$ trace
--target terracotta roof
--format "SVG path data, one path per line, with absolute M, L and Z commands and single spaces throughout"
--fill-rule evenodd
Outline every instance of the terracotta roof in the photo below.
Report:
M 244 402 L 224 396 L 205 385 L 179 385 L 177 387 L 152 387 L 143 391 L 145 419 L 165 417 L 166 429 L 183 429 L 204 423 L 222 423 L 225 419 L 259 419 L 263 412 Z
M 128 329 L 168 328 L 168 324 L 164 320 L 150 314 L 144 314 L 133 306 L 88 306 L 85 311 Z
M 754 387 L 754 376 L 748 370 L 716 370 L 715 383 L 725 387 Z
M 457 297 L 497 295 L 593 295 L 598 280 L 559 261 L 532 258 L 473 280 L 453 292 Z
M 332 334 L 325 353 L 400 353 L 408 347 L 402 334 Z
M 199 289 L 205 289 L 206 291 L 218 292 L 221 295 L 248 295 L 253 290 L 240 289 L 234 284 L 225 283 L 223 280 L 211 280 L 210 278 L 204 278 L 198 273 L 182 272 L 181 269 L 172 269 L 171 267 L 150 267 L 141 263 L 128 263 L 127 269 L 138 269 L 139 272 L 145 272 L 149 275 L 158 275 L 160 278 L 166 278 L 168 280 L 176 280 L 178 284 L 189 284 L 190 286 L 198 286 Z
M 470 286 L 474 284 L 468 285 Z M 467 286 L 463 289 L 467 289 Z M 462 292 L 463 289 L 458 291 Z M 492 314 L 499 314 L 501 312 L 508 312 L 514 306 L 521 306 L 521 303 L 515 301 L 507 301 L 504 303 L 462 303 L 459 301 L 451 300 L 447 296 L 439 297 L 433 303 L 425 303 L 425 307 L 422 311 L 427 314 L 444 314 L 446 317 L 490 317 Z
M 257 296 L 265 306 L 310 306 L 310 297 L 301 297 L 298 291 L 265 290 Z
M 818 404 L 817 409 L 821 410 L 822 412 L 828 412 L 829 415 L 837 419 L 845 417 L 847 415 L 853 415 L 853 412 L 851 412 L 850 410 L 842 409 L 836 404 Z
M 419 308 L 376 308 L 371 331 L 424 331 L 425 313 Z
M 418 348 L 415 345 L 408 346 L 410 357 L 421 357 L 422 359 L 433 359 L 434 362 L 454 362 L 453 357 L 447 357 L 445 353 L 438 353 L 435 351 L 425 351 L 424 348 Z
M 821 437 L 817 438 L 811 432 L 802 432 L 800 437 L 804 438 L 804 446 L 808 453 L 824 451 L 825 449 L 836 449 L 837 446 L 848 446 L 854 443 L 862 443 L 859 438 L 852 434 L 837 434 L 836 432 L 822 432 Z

—————

• EXERCISE DESCRIPTION: Each record above should be restated word for word.

• RESULT OF THE TASK:
$ trace
--target terracotta roof
--format "SVG path data, one path per line, with absolute M, L and Z commands and single spaces throughout"
--fill-rule evenodd
Outline every instance of the terracotta roof in the photo below.
Report:
M 244 402 L 224 396 L 205 385 L 179 385 L 177 387 L 152 387 L 143 391 L 145 419 L 165 417 L 166 429 L 183 429 L 204 423 L 222 423 L 225 419 L 259 419 L 263 412 Z
M 128 329 L 168 328 L 168 324 L 164 320 L 150 314 L 144 314 L 133 306 L 88 306 L 85 311 Z
M 754 387 L 754 376 L 748 370 L 716 370 L 715 383 L 725 387 Z
M 457 297 L 497 295 L 593 295 L 598 280 L 559 261 L 532 258 L 473 280 L 453 292 Z
M 332 334 L 325 353 L 400 353 L 408 347 L 402 334 Z
M 199 289 L 205 289 L 206 291 L 218 292 L 221 295 L 248 295 L 253 290 L 240 289 L 234 284 L 225 283 L 223 280 L 211 280 L 210 278 L 204 278 L 198 273 L 182 272 L 181 269 L 172 269 L 171 267 L 150 267 L 141 263 L 128 263 L 127 269 L 138 269 L 139 272 L 145 272 L 149 275 L 158 275 L 160 278 L 166 278 L 168 280 L 176 280 L 178 284 L 189 284 L 190 286 L 198 286 Z
M 470 286 L 474 284 L 468 285 Z M 467 286 L 463 289 L 467 289 Z M 462 292 L 463 289 L 458 291 Z M 492 314 L 499 314 L 501 312 L 508 312 L 514 306 L 521 306 L 521 303 L 515 301 L 507 301 L 504 303 L 462 303 L 459 301 L 451 300 L 447 296 L 439 297 L 433 303 L 425 303 L 425 307 L 422 311 L 427 314 L 444 314 L 446 317 L 490 317 Z
M 257 296 L 265 306 L 310 306 L 310 297 L 301 297 L 298 291 L 265 290 Z
M 818 404 L 817 409 L 821 410 L 822 412 L 828 412 L 829 415 L 837 419 L 845 417 L 847 415 L 853 415 L 853 412 L 851 412 L 850 410 L 842 409 L 836 404 Z
M 419 308 L 376 308 L 371 331 L 424 331 L 425 313 Z
M 418 348 L 415 345 L 408 346 L 410 357 L 421 357 L 422 359 L 433 359 L 434 362 L 454 362 L 453 357 L 447 357 L 445 353 L 438 353 L 435 351 L 425 351 L 424 348 Z
M 821 437 L 817 438 L 811 432 L 802 432 L 800 437 L 804 438 L 804 446 L 808 453 L 824 451 L 825 449 L 836 449 L 837 446 L 848 446 L 854 443 L 862 443 L 859 438 L 852 434 L 837 434 L 836 432 L 822 432 Z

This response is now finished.